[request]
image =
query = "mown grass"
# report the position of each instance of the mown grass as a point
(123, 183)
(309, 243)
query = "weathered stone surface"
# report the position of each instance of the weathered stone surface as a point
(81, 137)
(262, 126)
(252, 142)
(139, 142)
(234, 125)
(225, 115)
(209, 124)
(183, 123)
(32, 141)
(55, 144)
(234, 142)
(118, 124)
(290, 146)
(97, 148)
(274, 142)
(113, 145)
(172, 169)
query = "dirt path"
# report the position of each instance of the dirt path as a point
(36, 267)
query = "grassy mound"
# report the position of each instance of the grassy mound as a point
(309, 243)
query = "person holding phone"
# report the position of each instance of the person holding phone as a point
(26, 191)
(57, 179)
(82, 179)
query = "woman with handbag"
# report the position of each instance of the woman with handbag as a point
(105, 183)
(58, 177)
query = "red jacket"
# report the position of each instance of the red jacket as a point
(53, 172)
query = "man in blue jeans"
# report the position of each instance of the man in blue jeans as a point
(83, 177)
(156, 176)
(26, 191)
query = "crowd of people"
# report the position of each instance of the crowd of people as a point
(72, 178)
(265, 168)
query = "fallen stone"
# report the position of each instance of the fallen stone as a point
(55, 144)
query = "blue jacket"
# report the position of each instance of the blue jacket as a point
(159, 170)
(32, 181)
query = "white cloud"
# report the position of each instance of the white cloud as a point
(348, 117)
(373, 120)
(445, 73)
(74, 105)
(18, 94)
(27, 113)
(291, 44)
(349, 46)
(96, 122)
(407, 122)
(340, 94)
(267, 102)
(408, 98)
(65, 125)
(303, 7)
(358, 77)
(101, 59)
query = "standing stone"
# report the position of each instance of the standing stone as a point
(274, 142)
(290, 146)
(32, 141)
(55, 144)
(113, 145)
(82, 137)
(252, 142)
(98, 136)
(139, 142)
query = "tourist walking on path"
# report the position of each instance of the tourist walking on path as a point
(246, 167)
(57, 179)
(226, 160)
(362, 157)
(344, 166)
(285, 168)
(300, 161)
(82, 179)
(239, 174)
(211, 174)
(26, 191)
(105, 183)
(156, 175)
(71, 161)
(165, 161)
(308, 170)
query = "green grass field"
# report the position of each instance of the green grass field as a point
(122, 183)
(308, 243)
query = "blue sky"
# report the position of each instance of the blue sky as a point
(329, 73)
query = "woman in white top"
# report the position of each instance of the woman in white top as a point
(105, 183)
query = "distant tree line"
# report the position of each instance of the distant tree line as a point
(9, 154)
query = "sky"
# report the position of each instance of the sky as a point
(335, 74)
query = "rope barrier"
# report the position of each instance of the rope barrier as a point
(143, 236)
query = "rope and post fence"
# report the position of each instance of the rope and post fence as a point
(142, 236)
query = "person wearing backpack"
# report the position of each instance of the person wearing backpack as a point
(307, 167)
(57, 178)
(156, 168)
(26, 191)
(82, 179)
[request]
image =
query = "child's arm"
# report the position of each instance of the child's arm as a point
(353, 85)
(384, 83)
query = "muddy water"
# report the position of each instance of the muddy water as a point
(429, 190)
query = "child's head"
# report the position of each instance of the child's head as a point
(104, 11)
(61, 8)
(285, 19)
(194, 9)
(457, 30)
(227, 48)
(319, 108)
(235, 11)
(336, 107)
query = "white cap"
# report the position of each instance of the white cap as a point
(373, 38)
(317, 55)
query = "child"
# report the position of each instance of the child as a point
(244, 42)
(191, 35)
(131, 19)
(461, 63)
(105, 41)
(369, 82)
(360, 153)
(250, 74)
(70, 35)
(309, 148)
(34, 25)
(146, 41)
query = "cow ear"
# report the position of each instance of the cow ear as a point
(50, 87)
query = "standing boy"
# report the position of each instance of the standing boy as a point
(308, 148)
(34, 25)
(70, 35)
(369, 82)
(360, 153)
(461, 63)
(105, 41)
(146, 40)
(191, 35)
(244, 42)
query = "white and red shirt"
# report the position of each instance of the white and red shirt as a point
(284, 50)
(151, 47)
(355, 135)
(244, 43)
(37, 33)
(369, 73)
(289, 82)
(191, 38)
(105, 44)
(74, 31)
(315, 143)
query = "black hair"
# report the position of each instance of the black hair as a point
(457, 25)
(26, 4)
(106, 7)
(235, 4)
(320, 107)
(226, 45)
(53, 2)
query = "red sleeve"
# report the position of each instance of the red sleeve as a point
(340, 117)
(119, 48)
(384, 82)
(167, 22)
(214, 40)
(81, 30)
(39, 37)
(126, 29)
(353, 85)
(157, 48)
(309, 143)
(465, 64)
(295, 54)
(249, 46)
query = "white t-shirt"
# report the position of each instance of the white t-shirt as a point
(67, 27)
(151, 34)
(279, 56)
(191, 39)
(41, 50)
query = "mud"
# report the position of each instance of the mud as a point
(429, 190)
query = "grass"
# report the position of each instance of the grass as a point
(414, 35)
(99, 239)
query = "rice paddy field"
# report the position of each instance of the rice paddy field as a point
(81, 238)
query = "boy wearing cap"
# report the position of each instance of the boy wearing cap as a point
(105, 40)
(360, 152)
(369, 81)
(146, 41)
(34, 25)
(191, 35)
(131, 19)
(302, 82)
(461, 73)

#### About this exercise
Give the listing again in its entirety, exactly as written.

#### Output
[request]
image =
query = "mown grass"
# report the position of each instance of the mown grass as a point
(123, 183)
(309, 243)
query = "weathered stone surface"
# report the position of each instance of the weathered stone surface as a point
(81, 137)
(262, 126)
(252, 142)
(139, 142)
(234, 125)
(225, 115)
(209, 124)
(183, 123)
(32, 141)
(55, 144)
(234, 142)
(118, 124)
(290, 146)
(97, 148)
(274, 142)
(113, 145)
(172, 169)
query = "dirt path"
# report the position of each instance of the dirt path as a point
(36, 267)
query = "grassy mound"
# report the position of each instance of the grassy mound as a point
(309, 243)
query = "person holding phone"
# report the position of each instance of the person holding phone as a point
(26, 191)
(57, 179)
(82, 179)
query = "woman with handbag"
# report the position of each instance of the woman with handbag as a point
(105, 183)
(58, 177)
query = "red jacket"
# report the position of each instance of the red jacket as a point
(53, 172)
query = "man in blue jeans"
# report the position of each instance of the man in blue jeans as a point
(83, 177)
(156, 176)
(26, 191)
query = "crowd of people"
# report the position of each instance of the crowd of people as a point
(72, 178)
(265, 168)
query = "fallen stone"
# report the position of each instance of the fallen stone as a point
(55, 144)
query = "blue jacket"
# report the position of each instance of the blue jacket as a point
(159, 170)
(32, 181)
query = "white cloud"
# report the position of each instance of the white cloud as a point
(348, 117)
(373, 120)
(445, 73)
(74, 105)
(18, 94)
(27, 113)
(291, 44)
(349, 46)
(96, 122)
(407, 122)
(340, 94)
(267, 102)
(408, 98)
(65, 125)
(303, 7)
(358, 77)
(101, 59)
query = "standing stone"
# report the position of each instance of the standing stone as a point
(274, 142)
(290, 146)
(32, 141)
(55, 144)
(113, 145)
(82, 137)
(252, 142)
(98, 136)
(139, 142)
query = "tourist walking on path"
# report the position of each instance of the tourist walking on path as a point
(246, 167)
(57, 179)
(226, 160)
(362, 157)
(344, 166)
(285, 168)
(300, 161)
(82, 179)
(239, 174)
(211, 174)
(26, 191)
(105, 183)
(156, 175)
(71, 161)
(165, 161)
(308, 170)
query = "green grass field"
# report the position of each instance of the green grass field as a point
(122, 183)
(308, 243)
query = "blue sky"
# report the position of each instance of the blue sky as a point
(329, 73)
query = "woman in white top"
# report the position of each instance of the woman in white top as a point
(105, 183)
query = "distant tree line"
# report the position of each instance of the distant tree line as a point
(9, 154)
query = "sky"
# report the position of each instance of the sky as a point
(335, 74)
query = "rope barrier"
# report the position of each instance of the rope barrier as a point
(143, 236)
query = "rope and post fence"
# report the position of each instance of the rope and post fence as a point
(142, 236)
query = "person wearing backpack"
# report the position of each instance of the person wearing backpack as a point
(307, 167)
(57, 178)
(156, 168)
(26, 191)
(82, 179)
[request]
image =
query = "child's arm"
# report the position of each instance of the child's arm as a point
(353, 85)
(384, 83)
query = "muddy water"
# report the position of each instance of the muddy water as a point
(429, 190)
query = "child's head"
# report the position of each instance of the child's head as a point
(104, 11)
(61, 8)
(285, 19)
(194, 9)
(457, 30)
(227, 48)
(319, 108)
(235, 11)
(336, 107)
query = "white cap"
# report the position of each instance of the white cap as a point
(373, 38)
(317, 55)
query = "child"
# report the position of each instance of the child as a point
(244, 42)
(191, 35)
(131, 19)
(461, 63)
(105, 41)
(369, 82)
(360, 153)
(250, 74)
(70, 35)
(309, 148)
(34, 25)
(146, 41)
query = "cow ear"
# report the position of each instance of the cow ear as a point
(50, 87)
query = "standing boy"
# report the position of each instance of the standing boy as a point
(308, 148)
(34, 25)
(70, 35)
(369, 82)
(360, 153)
(461, 63)
(105, 41)
(146, 40)
(191, 35)
(244, 42)
query = "white and red shirt"
# report the position of each instance of the white and red shirt as a point
(284, 50)
(151, 47)
(355, 135)
(244, 43)
(37, 33)
(369, 73)
(289, 82)
(191, 38)
(105, 44)
(74, 31)
(315, 143)
query = "black hair"
# report the position of each instance of the black hair as a point
(457, 25)
(26, 4)
(106, 7)
(235, 4)
(320, 107)
(226, 45)
(53, 2)
query = "red sleeve"
# report the position of each instance of the red sleeve as a point
(340, 117)
(119, 48)
(384, 82)
(167, 22)
(214, 40)
(81, 30)
(39, 37)
(126, 29)
(353, 85)
(157, 48)
(309, 143)
(465, 64)
(295, 54)
(249, 46)
query = "white t-shirt"
# report the position of each instance of the white t-shirt as a point
(67, 27)
(151, 34)
(279, 56)
(191, 39)
(41, 50)
query = "mud"
# report the position of each instance of the mud as a point
(429, 190)
query = "grass"
# report the position of each instance of the grass as a point
(414, 35)
(99, 239)
query = "rice paddy field"
# report the position of each instance of the rice paddy field as a point
(81, 238)
query = "boy wearing cap"
# report the position of each instance of the boy wearing cap as a point
(105, 40)
(360, 152)
(369, 81)
(146, 41)
(34, 25)
(191, 35)
(131, 19)
(302, 82)
(461, 73)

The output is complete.